Source document
********

ANN: Report on Afroeuropeans: Black Cultures and Identities in Europe, 6th Biennial Network Conference (University of Tampere, Finland, 6-8 July 2017)

Tiffany N. Florvil Discussion

Editor's Note: We are accepting reports from individuals who have attended conferences or symposia related to the topic of Black European Studies.  If you are interested in writing a report for H-Black-Europe, please contact Tiffany Florvil (tflorvil@gmail.com).

 

Afroeuropeans: Black Cultures and Identities in Europe – 6th Biennial Network Conference

(University of Tampere, Finland, 6-8 July 2017)

A review, by Carol Ann Dixon, Ph.D.

In July 2017 circa 200 delegates from twenty countries gathered in Finland for the 6th Biennial  Network Conference “Afroeuropeans: Black Cultures and Identities in Europe” – convened and hosted by Dr. Anna Rastas (Academy of Finland Research Fellow, Faculty of Social Sciences, University of Tampere), in partnership with social scientists, artists, and scholars from the Aalto University, Sibelius Academy, and the University of Helsinki.

********

Data supplied

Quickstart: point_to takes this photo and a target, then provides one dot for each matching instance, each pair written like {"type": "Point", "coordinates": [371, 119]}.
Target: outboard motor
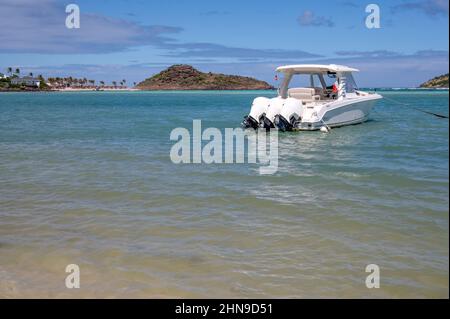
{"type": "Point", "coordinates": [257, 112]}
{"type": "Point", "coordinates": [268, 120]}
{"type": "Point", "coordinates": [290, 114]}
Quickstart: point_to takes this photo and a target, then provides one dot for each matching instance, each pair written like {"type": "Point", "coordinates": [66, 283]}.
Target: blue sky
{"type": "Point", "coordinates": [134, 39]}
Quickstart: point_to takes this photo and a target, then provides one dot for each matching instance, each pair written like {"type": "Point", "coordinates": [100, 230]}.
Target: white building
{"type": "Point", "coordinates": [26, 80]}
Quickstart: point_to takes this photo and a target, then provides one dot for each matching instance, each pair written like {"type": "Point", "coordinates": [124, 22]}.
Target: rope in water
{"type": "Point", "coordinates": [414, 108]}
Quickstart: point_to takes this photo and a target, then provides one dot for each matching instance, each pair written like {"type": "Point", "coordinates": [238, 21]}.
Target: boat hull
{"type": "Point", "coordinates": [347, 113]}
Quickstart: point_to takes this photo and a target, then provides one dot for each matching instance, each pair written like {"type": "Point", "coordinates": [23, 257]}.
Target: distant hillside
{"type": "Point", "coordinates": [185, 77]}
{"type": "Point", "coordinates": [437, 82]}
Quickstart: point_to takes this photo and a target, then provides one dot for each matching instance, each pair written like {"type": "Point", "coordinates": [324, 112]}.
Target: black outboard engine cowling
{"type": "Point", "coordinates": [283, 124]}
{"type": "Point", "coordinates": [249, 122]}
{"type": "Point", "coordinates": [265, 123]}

********

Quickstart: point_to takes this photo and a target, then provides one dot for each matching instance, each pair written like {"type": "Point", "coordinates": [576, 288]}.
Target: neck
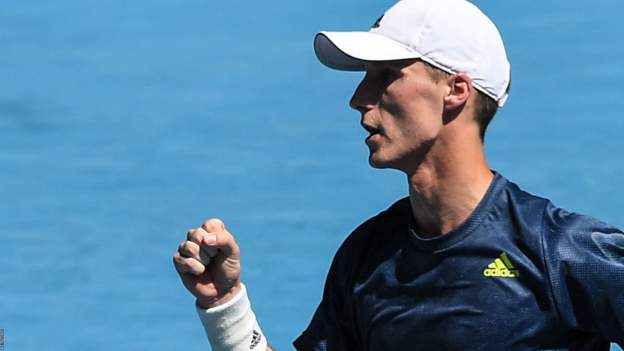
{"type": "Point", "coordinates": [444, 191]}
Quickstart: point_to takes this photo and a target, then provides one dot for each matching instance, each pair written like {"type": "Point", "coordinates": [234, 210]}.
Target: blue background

********

Tasks to perform
1) Copy word for word the stretch of the conference report from "Afroeuropeans: Black Cultures and Identities in Europe –" through "Ann Dixon, Ph.D.".
2) Count the lines of the entries that contain the string "outboard", with case counting, and give only the number.

Expected answers
1)
Afroeuropeans: Black Cultures and Identities in Europe – 6th Biennial Network Conference

(University of Tampere, Finland, 6-8 July 2017)

A review, by Carol Ann Dixon, Ph.D.

2) 2